--- Work request A ---
Please list every person named in the article on working less.
--- Work request B ---
Continue the article on working less from its final sentence.

--- Selected text ---
You're reading this during work hours, aren't you? It was either going to be this, staring at Facebook, or sneaking off for a quick game of Clash Of Clans while pretending to take your fifth bowel movement of the day. It's fine, we won't tell. We all do it. We all pretend we don't. Just like we pretend we don't know that spending eight hours staring at a screen or a machine or a teacher or your own boring babies isn't helping our productivity. Then again, you've always known the secret to getting a lot more work done: Just stop working.
With the advent of the World Cup, every company located somewhere without a good basketball team is again fearing that their productivity will drop through the floor. Fortunately, Clive Thompson over at Wired has come with a great reminder that working less is a great way to work better. Of course, this lazy pinko talk clearly goes against our modern (dystopian) view of the work ethic, one in which underpaying freelancing websites can put out ads telling us we should miss sleep and skip meals just to keep working. Yet studies have shown for years that people get surprisingly little done at work during the grind of an eight-hour workday. According to one 2015 survey, the participating office workers spent as little as two hours and 53 minutes each day actually being productive. The other five-ish hours? Chatting, coffee break, Facebook -- the unholy trinity of slacking off.
But surely, that's no reason to work even less? Imagine if great minds like Darwin or Dickens had cut down on their hours. We'd know nothing about Galapagos tortoises and still hate orphans. Except that slacking off is exactly what made those men so great at their job. According to Alex Pang, an author who studied the work routines of some of history's greatest figures, many of them only worked around four hours per day before calling it quits and going off to hunt bison or demean women or whatever people did in their off-time in the past.

--- Extracted data ---
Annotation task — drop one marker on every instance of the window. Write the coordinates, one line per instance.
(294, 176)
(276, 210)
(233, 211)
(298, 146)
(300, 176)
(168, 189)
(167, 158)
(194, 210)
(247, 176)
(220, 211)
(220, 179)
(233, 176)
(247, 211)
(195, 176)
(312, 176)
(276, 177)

--- Task answer A ---
Clive Thompson, Darwin, Dickens, Alex Pang

--- Task answer B ---
Now, you might reason: "So if we're slacking off even more than Charles Darwin, how come we haven't cured all the cancers by now?" Well, all those old-timey brainiacs who only worked for about four hours engaged in what Pang calls "active rest" -- going out for hikes, developing hobbies, attending parties. You know, the kind of leisure activities that, according to sleep researcher Sara Mednick, "improve alertness, help consolidate information you learned earlier, and help with emotional regulation." The kind you can't do while killing time at work or zoning out in front of Netflix after a long day at the office. So the problem isn't that slacking off keeps us from working productively, but that work keeps us from slacking off productively.
And the research seems to keep backing up the success stories of shorter work weeks. When Sweden trialed a six-hour workday for assistant nurses in care homes, their productivity and engagement improved and sick days dropped by 10 percent. Even all the way back in 1951, the Illinois Institute of Technology figured out that their most productive scientists were the ones who only worked 10-20 hours per week. And that's not even talking about the massive impact that having happy, fulfilled employees can have on their efficiency. Meanwhile, research has shown that undergoing more than 40 work hours per week increases your risk of narcotics dependency, weight gain, fatigue, injury, depression, and your kids hating you for missing all of their accordion recitals.
So let's just stop the lies, march over to our bosses, tell them we're only working half days anyway and so they should just let us leave at 2 to go frolic in a forest -- for productivity's sake. They'll understand, right? Right?